## WORK TO COMPLETE
Print all of the rows below word for word, leaving out the pictures.

## TASK MATERIAL
** begin **

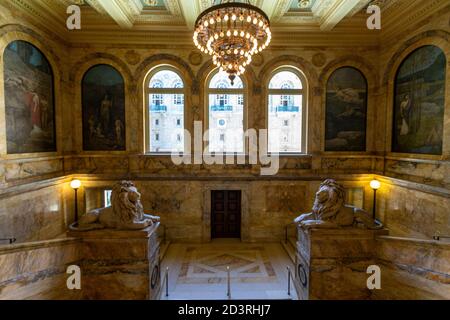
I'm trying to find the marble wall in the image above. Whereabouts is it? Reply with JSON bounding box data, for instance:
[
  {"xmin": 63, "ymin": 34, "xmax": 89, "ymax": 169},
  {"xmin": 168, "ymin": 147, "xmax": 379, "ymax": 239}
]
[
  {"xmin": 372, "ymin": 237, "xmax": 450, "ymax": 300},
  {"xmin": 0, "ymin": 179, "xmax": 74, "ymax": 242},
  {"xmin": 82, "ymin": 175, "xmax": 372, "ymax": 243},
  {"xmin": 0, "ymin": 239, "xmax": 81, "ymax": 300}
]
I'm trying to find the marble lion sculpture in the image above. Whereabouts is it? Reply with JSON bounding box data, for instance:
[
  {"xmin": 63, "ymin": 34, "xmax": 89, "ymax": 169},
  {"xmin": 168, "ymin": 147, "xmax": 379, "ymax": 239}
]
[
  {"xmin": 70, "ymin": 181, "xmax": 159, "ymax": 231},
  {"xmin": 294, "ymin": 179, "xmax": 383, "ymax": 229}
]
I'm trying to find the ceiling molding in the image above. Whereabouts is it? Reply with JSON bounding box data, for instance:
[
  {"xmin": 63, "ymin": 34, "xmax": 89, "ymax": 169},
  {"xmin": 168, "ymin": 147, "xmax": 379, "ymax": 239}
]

** end **

## WRITTEN RESPONSE
I'm trying to find the marble wall in the image above. Whereabouts is it? Reply with JSON bounding box data, for instance:
[
  {"xmin": 63, "ymin": 34, "xmax": 89, "ymax": 169},
  {"xmin": 168, "ymin": 147, "xmax": 379, "ymax": 239}
]
[
  {"xmin": 372, "ymin": 237, "xmax": 450, "ymax": 300},
  {"xmin": 0, "ymin": 179, "xmax": 74, "ymax": 242},
  {"xmin": 82, "ymin": 175, "xmax": 372, "ymax": 243},
  {"xmin": 0, "ymin": 239, "xmax": 81, "ymax": 300}
]
I'm trying to find the marble lion sculpture in the image above. Whereabouts is it? Reply with JSON bounding box data, for instance:
[
  {"xmin": 63, "ymin": 34, "xmax": 89, "ymax": 169},
  {"xmin": 168, "ymin": 147, "xmax": 379, "ymax": 239}
]
[
  {"xmin": 70, "ymin": 181, "xmax": 159, "ymax": 231},
  {"xmin": 294, "ymin": 179, "xmax": 383, "ymax": 229}
]
I'm trying to find the ceiling molding in the image above. Whereabouts is it? Reply with JSON bounding box data, for instance:
[
  {"xmin": 63, "ymin": 34, "xmax": 89, "ymax": 169},
  {"xmin": 168, "ymin": 147, "xmax": 379, "ymax": 239}
]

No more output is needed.